WORK ITEM —
Reproduce the records precisely. Omit every picture.

DATA FOR PROCESSING —
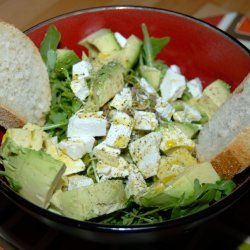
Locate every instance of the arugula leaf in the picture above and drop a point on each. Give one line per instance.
(48, 47)
(64, 104)
(152, 46)
(13, 184)
(204, 195)
(158, 44)
(147, 46)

ANSWER FOR THIS EXERCISE —
Locate every instance of the arugula leaf in the picture above and drop a point on each. Give one line per instance.
(48, 47)
(64, 104)
(152, 46)
(13, 184)
(204, 195)
(158, 44)
(147, 46)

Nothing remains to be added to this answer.